## AÇÃO PEDIDA A:
Pode transcrever, sem alterações, o trecho do excerto sobre a IA nas redações que vai de "- Nos países" a "com jornalistas verdadeiros."?
## AÇÃO PEDIDA B:
Como prosseguiria o excerto sobre a IA nas redações, retomando-o logo depois da última frase apresentada?

## EXCERTO:
%%

Experiências das redacções com as ferramentas de IA
- Há um reconhecimento geral do grande benefício que a IA pode trazer na automatização de algumas tarefas, permitindo aos jornalistas terem mais tempo para se dedicar a tarefas criativas e a histórias originais.
- Um eventual manual de utilização das ferramentas de IA no contexto jornalístico precisa de ser elaborado pelos próprios profissionais do sector.
- Os participantes do chamado “Sul Global” parecem ser menos conservadores na exploração destas novas tecnologias.
- Nos países destas regiões, há abertura para utilizar a IA generativa em tarefas como a reformulação de textos, criação de resumos, geração de imagens e ilustrações com base nos textos das notícias. Duas preocupações centrais de carácter ético surgiram neste contexto: por um lado, o potencial aumento exponencial do poder das narrativas criadas pelo Ocidente, uma vez que se sabe que os resultados obtidos através da IA repetem, em grande medida, os enviesamentos históricos na forma de apresentar a realidade; por outro, a necessidade de deixar sempre muito claro para o público quando a informação (designadamente, as imagens) é criada artificialmente. Uma proposta de solução foi a criação de uma imagética com traços propositadamente ilustrativos para que as personagens geradas em IA não possam ser confundidas com jornalistas verdadeiros.

%%

## MATERIAL FORNECIDO:
%%

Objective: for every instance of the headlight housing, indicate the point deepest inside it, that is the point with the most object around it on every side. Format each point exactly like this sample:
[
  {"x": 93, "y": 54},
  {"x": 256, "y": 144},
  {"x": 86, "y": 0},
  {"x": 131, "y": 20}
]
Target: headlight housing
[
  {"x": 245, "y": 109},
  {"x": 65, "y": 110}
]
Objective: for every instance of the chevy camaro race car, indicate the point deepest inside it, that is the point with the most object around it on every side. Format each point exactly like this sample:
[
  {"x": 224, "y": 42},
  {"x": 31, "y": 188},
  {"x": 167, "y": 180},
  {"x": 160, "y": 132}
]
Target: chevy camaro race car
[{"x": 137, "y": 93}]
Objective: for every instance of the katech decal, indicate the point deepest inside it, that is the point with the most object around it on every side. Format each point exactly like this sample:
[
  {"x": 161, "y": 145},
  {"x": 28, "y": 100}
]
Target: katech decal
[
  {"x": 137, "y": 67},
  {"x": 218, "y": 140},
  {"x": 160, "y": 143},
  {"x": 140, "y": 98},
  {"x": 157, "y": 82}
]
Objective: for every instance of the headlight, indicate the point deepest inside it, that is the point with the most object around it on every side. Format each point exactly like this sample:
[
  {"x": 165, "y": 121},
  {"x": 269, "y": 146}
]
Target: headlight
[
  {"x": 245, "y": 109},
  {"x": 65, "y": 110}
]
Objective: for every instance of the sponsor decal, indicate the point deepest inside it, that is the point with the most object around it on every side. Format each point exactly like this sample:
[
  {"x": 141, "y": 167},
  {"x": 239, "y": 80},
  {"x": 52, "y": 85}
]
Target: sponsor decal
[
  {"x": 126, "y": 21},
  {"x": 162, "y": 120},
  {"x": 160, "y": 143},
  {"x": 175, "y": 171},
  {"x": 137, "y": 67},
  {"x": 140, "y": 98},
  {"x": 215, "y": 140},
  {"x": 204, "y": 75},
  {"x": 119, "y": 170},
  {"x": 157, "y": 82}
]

%%

## RESULTADO ESPERADO A:
- Nos países destas regiões, há abertura para utilizar a IA generativa em tarefas como a reformulação de textos, criação de resumos, geração de imagens e ilustrações com base nos textos das notícias. Duas preocupações centrais de carácter ético surgiram neste contexto: por um lado, o potencial aumento exponencial do poder das narrativas criadas pelo Ocidente, uma vez que se sabe que os resultados obtidos através da IA repetem, em grande medida, os enviesamentos históricos na forma de apresentar a realidade; por outro, a necessidade de deixar sempre muito claro para o público quando a informação (designadamente, as imagens) é criada artificialmente. Uma proposta de solução foi a criação de uma imagética com traços propositadamente ilustrativos para que as personagens geradas em IA não possam ser confundidas com jornalistas verdadeiros.

## RESULTADO ESPERADO B:
- O uso da tecnologia para criar textos que adoptam o estilo específico de um determinado jornalista ou para gerar imagens que replicam o aspecto real dos profissionais foi considerado uma “linha vermelha” que não pode ser ultrapassada.
- De forma genérica, no hemisfério norte, os responsáveis do sector “tendem a favorecer uma abordagem de ‘co-piloto’, que permite ganhos de eficiência na retaguarda, mas garante a confirmação por um humano dos conteúdos que chegam ao público”, descreve o artigo.
- À medida que o ano foi avançando, a vontade de experimentar as novas ferramentas de IA generativa foi aumentando de forma geral nos participantes.
Desinformação alimentada pela IA
- Muitos participantes estão preocupados com o facto de a veracidade de todos os conteúdos começar a ser questionada, incluído os conteúdos publicados por órgãos de comunicação legítimos.
- Os baixos custos da produção de conteúdos falsos e a sua elevada semelhança com os conteúdos verdadeiros é outra fonte de preocupação. Falou-se, por exemplo, da fácil multiplicação de sites “impostores” que se fazem passar por sites de notícias reais.
- Há um reconhecimento crescente de que os conteúdos áudio falsos são mais difíceis de detectar, o que implica uma preocupação acrescida para os países em que o áudio é um dos formatos mais importantes na divulgação das notícias, principalmente num ano (2024) de tantas eleições.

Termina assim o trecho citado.